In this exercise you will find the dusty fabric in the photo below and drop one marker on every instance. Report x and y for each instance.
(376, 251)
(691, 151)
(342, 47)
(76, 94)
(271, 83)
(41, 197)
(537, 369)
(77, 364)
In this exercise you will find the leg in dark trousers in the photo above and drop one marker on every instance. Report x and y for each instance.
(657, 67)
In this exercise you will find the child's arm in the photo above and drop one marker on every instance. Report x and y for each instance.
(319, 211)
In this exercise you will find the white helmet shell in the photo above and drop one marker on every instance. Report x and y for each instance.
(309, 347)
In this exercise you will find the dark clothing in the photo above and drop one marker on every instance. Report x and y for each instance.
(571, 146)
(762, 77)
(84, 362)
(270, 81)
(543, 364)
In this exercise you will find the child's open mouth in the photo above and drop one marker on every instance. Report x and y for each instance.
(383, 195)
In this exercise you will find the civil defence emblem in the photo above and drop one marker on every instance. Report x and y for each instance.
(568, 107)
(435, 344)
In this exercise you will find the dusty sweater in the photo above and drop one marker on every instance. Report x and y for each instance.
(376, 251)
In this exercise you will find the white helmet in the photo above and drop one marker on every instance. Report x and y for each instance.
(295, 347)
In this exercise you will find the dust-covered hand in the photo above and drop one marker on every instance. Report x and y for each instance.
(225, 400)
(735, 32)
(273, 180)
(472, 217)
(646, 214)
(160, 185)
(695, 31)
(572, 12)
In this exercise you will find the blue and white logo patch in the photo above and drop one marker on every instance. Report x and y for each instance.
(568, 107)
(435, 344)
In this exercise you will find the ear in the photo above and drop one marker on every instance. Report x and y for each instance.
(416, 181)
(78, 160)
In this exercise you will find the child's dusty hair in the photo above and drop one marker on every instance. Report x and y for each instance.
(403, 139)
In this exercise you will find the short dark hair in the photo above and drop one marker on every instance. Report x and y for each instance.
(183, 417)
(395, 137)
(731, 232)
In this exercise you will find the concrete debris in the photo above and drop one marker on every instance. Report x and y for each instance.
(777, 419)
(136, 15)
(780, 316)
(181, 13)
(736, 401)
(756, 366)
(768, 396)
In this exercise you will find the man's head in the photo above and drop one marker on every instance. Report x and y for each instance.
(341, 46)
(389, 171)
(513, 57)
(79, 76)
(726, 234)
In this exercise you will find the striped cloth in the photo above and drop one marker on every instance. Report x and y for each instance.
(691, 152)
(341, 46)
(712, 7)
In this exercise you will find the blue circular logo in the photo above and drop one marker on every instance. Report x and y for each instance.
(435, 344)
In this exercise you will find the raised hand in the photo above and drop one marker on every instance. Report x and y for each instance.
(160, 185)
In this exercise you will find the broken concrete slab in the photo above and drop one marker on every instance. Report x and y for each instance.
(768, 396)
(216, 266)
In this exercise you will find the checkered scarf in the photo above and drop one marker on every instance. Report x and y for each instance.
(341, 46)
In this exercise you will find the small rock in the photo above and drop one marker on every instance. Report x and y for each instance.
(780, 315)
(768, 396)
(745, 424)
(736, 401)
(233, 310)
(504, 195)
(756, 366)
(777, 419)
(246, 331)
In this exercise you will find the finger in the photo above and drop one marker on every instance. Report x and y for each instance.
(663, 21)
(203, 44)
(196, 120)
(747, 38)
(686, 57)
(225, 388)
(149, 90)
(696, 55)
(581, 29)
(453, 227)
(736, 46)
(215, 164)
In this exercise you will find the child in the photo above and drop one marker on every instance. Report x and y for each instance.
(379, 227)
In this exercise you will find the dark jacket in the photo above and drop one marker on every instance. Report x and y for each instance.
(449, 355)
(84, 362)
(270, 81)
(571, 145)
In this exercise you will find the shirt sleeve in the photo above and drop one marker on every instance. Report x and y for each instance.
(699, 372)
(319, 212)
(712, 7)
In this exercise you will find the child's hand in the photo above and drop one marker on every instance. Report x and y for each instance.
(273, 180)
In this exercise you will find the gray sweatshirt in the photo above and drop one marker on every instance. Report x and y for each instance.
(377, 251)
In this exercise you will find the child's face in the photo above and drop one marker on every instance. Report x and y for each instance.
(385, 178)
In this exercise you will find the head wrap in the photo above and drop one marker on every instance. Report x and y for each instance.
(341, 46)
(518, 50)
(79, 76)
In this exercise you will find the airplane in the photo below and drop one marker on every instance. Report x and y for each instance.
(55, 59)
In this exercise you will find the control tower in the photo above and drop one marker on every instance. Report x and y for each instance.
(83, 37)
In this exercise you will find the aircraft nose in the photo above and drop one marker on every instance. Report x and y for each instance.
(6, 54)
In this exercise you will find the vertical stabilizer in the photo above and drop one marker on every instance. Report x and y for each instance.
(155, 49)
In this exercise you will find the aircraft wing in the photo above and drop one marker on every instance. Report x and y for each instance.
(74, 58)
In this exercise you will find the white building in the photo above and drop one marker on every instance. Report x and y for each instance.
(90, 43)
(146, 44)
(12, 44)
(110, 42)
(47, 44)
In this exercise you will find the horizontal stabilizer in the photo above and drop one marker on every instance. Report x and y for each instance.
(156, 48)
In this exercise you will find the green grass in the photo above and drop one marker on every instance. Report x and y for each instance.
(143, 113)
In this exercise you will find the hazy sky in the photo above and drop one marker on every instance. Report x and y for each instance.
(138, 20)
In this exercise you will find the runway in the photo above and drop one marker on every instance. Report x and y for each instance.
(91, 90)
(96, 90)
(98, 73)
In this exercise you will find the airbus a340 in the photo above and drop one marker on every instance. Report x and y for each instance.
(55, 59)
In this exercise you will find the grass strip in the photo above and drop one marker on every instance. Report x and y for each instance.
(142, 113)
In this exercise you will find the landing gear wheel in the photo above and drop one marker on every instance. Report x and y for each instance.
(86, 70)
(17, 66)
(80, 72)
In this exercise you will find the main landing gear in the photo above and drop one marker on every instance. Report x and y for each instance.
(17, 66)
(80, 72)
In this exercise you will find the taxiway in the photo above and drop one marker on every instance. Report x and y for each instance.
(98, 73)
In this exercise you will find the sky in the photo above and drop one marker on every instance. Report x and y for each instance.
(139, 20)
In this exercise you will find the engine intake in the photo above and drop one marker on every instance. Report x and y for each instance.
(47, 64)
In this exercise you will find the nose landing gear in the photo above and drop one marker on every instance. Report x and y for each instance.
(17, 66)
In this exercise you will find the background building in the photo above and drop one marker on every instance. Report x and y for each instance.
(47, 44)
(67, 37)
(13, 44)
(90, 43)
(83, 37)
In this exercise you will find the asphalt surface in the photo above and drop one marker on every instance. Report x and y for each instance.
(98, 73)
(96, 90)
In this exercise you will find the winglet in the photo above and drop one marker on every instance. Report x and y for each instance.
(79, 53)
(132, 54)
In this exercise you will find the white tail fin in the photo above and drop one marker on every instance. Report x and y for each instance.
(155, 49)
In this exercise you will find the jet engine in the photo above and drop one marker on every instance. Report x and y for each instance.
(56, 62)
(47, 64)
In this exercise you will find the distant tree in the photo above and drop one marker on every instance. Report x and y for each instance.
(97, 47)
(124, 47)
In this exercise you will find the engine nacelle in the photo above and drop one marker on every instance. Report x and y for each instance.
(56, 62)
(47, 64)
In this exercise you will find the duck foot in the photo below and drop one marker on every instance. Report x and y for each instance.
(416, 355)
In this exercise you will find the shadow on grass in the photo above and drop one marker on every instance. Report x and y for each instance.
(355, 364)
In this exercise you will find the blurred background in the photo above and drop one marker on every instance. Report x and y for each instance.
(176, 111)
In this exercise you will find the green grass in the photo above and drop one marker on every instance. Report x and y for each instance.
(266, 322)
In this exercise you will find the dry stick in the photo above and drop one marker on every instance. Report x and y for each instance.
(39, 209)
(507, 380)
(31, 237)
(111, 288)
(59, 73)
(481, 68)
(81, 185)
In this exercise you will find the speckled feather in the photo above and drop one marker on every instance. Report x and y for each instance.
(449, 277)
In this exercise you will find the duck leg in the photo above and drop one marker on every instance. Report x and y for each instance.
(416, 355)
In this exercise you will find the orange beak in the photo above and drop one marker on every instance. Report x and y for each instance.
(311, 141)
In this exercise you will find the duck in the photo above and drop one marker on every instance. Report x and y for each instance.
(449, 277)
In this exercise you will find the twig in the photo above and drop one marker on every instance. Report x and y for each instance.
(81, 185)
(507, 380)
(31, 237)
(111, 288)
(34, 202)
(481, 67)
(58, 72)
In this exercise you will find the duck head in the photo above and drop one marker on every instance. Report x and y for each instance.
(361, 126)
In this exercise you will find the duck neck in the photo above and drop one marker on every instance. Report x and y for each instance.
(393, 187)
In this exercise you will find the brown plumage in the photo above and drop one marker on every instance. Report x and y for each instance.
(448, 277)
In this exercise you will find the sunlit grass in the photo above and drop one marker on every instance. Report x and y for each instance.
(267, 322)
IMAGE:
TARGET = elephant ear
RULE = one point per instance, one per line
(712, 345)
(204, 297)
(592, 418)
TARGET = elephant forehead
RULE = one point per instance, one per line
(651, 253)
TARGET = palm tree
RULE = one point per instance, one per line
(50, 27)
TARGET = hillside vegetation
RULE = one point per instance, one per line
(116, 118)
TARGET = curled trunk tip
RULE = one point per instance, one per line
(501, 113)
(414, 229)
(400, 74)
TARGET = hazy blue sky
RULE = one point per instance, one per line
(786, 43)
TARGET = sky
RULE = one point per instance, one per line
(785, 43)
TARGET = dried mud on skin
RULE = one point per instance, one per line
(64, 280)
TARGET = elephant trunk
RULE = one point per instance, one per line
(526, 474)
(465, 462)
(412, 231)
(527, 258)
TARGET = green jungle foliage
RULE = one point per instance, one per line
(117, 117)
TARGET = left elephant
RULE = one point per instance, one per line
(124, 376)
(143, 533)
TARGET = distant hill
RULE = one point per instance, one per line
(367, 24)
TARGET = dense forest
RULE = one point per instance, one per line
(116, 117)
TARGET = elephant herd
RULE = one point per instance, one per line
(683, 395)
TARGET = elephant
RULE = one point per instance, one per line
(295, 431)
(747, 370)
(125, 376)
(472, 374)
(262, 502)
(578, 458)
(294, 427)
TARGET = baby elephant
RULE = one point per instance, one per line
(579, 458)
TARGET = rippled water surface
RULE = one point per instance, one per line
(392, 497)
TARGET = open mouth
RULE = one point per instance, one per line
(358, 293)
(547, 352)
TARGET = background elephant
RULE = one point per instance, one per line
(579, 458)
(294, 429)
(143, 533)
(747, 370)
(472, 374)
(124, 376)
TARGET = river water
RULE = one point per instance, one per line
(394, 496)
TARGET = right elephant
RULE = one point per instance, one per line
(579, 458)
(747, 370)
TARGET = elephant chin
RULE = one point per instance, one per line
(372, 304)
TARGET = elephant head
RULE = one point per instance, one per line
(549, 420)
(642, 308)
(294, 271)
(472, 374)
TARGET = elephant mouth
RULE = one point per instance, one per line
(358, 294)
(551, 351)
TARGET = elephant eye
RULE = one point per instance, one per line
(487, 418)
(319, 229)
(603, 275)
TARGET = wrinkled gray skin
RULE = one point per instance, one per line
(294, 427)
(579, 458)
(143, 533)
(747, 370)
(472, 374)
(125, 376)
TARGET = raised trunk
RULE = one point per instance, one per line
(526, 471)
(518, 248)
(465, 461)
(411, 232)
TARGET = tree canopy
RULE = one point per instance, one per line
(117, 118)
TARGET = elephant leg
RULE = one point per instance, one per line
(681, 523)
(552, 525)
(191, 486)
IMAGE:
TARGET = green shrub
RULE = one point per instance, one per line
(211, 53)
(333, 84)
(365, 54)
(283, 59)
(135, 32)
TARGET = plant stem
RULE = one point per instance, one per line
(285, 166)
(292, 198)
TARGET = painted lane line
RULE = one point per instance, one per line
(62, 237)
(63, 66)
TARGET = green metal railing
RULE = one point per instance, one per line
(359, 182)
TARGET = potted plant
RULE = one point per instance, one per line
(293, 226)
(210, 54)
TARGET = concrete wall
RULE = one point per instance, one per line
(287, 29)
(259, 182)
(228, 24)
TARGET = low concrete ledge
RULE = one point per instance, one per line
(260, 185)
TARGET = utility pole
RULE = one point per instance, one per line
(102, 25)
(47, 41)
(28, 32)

Required work:
Scan the listing and report each line where the word "trunk" shows up.

Solved problem:
TARGET = curled trunk tip
TARGET = elephant trunk
TARGET = raised trunk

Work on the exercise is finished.